TEXT SHOWN:

Past Use of Facial Recognition in Canada Through Clearview AI

This may come as a surprise to some, but the use of facial recognition by Canadian law enforcement agencies is not new. Just under five years ago, reports revealed that facial recognition company Clearview AI was being used by multiple Canadian law enforcement agencies and organizations. The company’s software allowed police to feed photos of suspects and victims that were then compared to billions of images scraped from the internet and social media accounts without consent. What then emerged were widespread privacy concerns, prompting Canadian privacy commissioners to call for Clearview AI to halt all operations in Canada.

At the time, despite being deemed useful by law enforcement, the use of facial recognition seemed like a gross misuse technology. The angst surrounding its use was tied to its privacy violations which subjected Canadian residents to unreasonable search or seizure. Put differently, all Canadians in the database were unreasonably treated as suspects (or victims) and virtually searched without cause or knowing.

This angst was also owed to the potential for a shift to mass surveillance. Often tools, techniques, and practices are implemented based on their impact on outcomes. If they contribute to a desired goal, they become permanent fixtures in systems where the scope of its use broadens and muddies over time. What this means is facial recognition can be easily compromised based on shifting government objectives, and positive intentions can lead to negative long-term outcomes and unintended consequences that the public is oblivious to.

Since the tech began scaling the most troubling point about facial recognition was its demonstrated inaccuracies. A 2018 study by Joy Buolamwini, a Black M.I.T. researcher, found that facial recognition technology was accurate 99 per cent of the time with white men, but wrong about 35 per cent of the time for darker-skinned women. This happened because the datasets the model was trained on were predominantly lighter-skinned people. Subsequently, not only was there space for coded bias, but there was a clear indication that it was not made with Black and racialized people in mind. More troubling is the fact that facial recognition developers and law enforcement agencies did not find it necessary to test its limitations on diverse groups. This leads me to question where would we be if Buolamwini didn’t question the system?

Problems with facial recognition identifying Black women in a 2018 study, and in a modern U.K. police institution.

Likely, the answer is concerns would have centered on the violations of constitutional privacy and security rights. In Canada, because Section 8 of the Canadian Charter of Rights and Freedoms guarantee all Canadians “the right to be secure against unreasonable search or seizure”, there is a broader relevance to Canadian society. This broader relevance translates to a more eminent threat warranting greater attention and urgency because it violates the Charter.

STORED DATA:

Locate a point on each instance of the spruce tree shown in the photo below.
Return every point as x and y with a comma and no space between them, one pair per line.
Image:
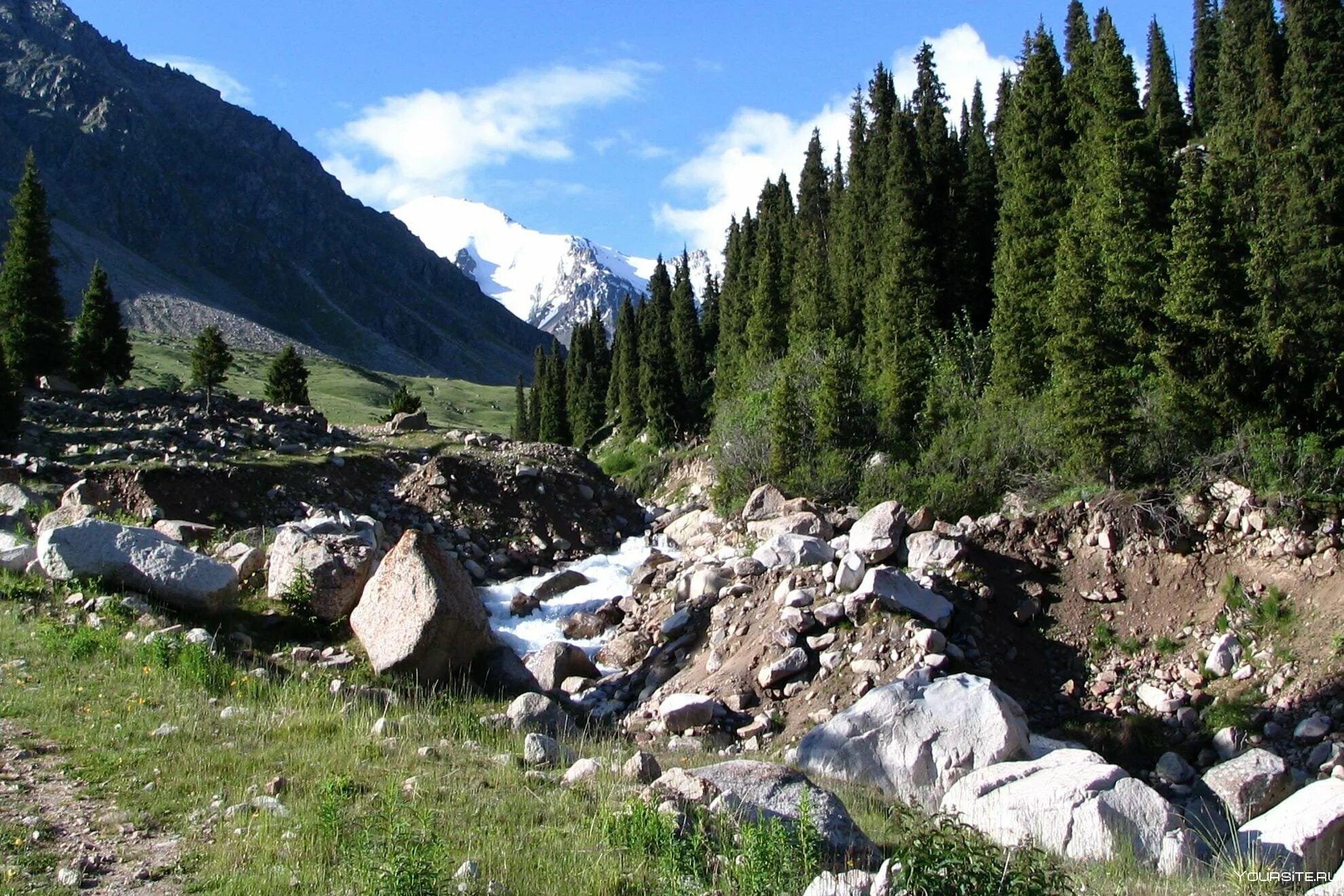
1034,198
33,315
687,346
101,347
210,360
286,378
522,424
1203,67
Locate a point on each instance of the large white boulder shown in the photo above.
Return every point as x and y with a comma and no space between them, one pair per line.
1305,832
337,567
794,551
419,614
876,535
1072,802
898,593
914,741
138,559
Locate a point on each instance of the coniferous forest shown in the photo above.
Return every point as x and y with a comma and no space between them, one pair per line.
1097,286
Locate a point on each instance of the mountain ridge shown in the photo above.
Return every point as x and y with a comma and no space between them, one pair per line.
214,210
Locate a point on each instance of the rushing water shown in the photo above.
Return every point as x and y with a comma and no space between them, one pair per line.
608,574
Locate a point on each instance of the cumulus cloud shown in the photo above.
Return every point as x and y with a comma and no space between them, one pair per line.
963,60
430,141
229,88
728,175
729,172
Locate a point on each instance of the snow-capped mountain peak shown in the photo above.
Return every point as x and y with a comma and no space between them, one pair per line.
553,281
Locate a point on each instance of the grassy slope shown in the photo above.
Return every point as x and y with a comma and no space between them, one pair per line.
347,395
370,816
---
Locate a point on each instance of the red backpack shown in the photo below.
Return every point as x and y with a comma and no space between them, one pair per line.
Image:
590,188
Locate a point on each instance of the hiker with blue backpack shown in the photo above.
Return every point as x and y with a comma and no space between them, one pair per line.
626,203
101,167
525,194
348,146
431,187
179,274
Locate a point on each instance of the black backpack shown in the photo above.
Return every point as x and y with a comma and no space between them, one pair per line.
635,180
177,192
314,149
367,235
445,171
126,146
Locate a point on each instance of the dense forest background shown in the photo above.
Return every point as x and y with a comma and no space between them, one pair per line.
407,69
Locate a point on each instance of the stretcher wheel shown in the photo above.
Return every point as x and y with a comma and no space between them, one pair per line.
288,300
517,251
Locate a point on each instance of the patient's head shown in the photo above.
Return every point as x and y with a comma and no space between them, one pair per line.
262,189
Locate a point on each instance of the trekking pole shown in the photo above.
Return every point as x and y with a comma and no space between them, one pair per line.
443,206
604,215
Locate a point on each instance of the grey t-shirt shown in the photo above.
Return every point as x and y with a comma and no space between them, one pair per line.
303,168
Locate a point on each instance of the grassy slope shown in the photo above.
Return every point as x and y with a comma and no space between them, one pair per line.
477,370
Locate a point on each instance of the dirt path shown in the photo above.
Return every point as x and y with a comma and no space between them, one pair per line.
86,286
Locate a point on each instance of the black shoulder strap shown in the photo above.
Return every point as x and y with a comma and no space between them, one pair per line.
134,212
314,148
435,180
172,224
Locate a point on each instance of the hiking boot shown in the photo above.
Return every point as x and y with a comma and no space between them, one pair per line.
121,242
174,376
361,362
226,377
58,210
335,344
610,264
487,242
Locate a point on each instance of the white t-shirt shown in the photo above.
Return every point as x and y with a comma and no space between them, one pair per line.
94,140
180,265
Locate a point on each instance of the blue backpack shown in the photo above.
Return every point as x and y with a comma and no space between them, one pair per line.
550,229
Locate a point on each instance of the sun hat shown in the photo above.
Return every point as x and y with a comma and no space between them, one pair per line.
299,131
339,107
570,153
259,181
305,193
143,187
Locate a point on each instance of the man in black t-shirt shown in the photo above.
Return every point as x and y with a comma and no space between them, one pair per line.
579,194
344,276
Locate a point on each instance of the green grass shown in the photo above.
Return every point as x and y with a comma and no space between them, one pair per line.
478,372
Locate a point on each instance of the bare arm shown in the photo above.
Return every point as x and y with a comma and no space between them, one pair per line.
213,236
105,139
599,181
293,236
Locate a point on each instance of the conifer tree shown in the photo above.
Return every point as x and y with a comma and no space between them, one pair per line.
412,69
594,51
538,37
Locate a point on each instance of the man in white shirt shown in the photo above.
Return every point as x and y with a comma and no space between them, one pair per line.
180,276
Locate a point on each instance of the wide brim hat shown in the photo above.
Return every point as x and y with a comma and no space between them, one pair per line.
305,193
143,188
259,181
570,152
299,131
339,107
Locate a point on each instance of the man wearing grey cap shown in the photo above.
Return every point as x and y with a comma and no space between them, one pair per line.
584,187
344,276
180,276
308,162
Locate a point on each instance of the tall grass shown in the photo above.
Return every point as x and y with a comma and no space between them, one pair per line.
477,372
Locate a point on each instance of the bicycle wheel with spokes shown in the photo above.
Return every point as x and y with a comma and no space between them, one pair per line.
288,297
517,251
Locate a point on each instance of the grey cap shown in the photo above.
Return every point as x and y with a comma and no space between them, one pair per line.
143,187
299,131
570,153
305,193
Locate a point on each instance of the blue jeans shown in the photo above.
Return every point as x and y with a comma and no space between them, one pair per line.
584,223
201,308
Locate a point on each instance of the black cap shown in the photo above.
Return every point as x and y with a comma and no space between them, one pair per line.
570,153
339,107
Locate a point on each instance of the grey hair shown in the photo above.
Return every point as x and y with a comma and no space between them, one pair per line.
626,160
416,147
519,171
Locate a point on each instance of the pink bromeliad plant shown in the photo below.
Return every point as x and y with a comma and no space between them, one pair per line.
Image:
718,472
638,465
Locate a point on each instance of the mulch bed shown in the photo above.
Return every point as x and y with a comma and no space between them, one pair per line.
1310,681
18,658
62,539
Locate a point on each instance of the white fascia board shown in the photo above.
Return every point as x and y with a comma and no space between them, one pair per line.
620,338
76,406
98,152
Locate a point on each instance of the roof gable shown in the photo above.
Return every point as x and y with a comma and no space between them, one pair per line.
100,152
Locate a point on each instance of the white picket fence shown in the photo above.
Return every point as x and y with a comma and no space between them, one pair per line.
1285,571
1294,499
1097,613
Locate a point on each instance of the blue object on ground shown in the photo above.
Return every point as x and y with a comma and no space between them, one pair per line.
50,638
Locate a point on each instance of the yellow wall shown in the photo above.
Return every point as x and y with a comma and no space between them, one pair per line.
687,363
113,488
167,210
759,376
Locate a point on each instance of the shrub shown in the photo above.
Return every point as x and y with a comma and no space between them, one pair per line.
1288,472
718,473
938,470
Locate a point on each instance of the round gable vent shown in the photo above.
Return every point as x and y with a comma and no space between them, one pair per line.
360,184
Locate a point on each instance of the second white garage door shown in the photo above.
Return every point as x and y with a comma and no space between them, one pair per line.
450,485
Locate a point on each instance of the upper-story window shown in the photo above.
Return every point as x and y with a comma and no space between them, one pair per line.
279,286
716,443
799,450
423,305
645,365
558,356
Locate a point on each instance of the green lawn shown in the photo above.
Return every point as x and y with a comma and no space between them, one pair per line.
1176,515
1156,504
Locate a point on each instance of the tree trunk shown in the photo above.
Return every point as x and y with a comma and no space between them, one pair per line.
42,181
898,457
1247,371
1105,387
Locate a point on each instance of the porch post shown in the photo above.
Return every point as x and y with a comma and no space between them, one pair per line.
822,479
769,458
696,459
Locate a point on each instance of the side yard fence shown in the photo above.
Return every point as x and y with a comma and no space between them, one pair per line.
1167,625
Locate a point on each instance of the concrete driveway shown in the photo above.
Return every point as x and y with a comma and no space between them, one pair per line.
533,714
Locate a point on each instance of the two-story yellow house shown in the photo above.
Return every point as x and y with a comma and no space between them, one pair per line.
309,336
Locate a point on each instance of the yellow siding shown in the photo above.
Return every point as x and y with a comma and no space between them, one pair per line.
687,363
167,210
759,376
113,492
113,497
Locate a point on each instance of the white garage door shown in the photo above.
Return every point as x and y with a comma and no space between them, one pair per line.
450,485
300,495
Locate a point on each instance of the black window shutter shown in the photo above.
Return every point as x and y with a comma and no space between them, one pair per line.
==
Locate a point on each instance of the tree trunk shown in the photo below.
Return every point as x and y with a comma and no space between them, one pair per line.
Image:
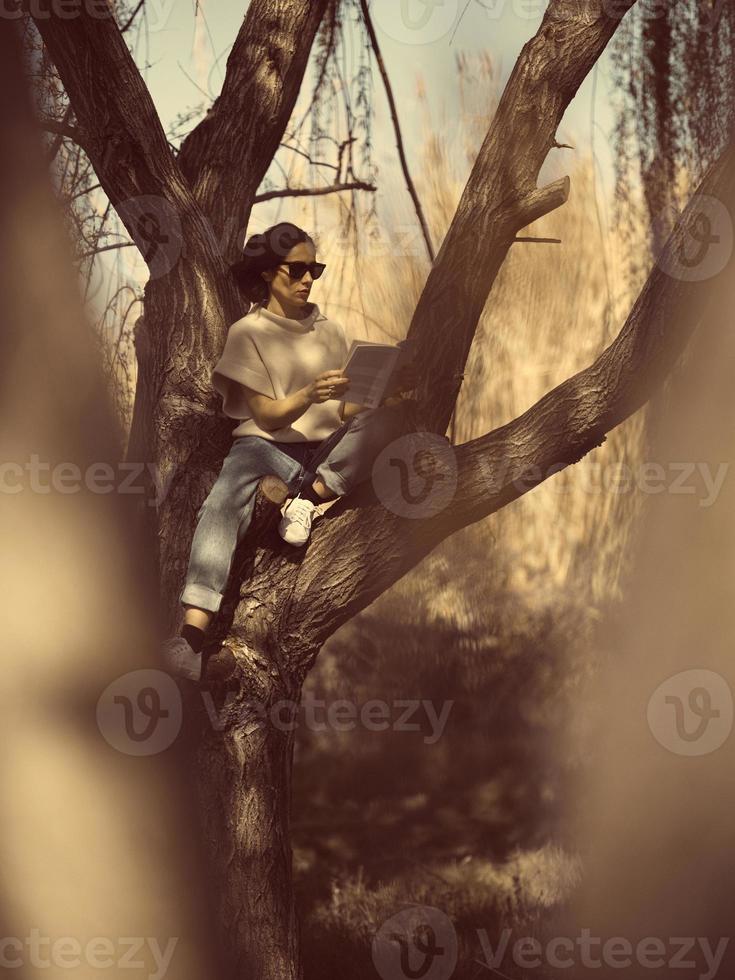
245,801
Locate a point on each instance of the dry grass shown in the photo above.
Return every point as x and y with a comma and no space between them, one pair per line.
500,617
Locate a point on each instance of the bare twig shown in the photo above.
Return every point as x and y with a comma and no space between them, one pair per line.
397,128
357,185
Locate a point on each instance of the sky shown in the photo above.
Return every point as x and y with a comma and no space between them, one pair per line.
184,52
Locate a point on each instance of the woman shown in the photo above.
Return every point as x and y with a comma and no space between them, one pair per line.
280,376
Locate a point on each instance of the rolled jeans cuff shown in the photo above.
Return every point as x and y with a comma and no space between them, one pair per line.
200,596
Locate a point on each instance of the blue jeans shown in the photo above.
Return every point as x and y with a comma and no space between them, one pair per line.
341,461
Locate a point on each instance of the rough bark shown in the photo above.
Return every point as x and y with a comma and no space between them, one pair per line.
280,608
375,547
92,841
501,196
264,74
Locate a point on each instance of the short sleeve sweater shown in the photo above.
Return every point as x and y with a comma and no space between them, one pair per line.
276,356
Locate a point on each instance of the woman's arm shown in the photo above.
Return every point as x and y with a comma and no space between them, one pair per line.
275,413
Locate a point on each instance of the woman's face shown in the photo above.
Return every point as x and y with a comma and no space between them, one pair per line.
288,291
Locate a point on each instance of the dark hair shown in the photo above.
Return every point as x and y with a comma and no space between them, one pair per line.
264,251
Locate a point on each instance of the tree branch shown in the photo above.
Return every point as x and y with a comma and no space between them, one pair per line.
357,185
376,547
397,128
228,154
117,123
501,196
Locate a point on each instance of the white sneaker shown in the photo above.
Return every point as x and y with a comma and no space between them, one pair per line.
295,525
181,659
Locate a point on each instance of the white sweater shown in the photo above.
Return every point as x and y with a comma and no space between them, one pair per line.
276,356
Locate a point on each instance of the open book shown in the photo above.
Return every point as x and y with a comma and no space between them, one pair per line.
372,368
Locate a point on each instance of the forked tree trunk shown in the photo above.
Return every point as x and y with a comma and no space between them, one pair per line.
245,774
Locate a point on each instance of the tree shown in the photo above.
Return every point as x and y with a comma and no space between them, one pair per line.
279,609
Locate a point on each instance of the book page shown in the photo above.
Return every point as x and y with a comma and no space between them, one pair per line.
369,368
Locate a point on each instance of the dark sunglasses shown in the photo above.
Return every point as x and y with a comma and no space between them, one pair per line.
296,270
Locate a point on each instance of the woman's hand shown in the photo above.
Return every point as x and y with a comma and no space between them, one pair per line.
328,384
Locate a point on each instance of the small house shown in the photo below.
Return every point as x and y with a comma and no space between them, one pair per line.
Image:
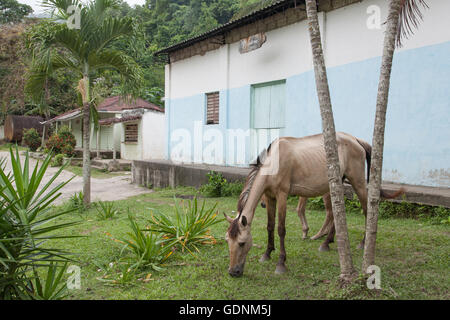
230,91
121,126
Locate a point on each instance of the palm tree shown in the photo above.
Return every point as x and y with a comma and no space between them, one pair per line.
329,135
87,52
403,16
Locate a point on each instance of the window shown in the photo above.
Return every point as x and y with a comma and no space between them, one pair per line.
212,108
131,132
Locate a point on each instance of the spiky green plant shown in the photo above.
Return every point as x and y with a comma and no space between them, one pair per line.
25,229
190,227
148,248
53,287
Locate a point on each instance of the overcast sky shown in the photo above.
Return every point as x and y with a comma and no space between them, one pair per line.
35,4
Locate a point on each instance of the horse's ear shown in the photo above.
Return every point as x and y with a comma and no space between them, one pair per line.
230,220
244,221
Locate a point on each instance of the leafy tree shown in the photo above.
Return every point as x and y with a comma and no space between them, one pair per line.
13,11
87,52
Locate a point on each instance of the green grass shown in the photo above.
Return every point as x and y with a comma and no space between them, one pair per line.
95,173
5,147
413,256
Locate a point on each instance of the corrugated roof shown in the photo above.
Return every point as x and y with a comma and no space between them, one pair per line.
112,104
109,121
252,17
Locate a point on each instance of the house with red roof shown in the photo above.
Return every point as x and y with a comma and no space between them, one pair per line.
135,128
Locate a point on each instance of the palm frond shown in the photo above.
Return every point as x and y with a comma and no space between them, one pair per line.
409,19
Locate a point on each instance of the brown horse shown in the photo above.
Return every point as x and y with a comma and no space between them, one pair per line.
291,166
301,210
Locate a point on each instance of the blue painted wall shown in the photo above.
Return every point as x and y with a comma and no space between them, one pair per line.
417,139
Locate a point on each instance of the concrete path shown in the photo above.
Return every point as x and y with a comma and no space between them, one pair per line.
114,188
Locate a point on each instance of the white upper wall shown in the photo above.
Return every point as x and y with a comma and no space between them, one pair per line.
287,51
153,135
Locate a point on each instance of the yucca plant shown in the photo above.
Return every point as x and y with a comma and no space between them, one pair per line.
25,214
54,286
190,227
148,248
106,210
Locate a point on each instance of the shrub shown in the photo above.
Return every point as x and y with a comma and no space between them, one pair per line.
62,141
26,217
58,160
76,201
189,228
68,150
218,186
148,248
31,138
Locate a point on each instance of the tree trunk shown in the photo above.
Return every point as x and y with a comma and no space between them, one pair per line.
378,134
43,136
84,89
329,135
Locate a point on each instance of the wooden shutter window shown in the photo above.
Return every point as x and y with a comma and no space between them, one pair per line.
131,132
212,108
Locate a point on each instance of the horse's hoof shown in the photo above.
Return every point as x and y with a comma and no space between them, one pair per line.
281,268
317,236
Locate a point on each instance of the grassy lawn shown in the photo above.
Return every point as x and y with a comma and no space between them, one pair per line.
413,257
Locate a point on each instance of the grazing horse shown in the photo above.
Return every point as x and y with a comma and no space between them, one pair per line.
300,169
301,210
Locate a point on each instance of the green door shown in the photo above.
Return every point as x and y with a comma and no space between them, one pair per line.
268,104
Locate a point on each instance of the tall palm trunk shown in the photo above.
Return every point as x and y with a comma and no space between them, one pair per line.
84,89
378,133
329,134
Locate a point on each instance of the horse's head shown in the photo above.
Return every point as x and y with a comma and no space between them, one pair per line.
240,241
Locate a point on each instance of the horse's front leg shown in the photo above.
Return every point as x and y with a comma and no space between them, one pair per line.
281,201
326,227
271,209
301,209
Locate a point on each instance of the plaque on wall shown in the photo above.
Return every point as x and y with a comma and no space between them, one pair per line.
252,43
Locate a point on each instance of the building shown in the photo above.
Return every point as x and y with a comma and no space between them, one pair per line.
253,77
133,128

WHAT IS NEEDED: Rewrite the facial recognition text starting with "At the time, despite" and going on through "cause or knowing.", switching "law enforcement" to "police services".

SOLUTION FOR THIS EXERCISE:
At the time, despite being deemed useful by police services, the use of facial recognition seemed like a gross misuse technology. The angst surrounding its use was tied to its privacy violations which subjected Canadian residents to unreasonable search or seizure. Put differently, all Canadians in the database were unreasonably treated as suspects (or victims) and virtually searched without cause or knowing.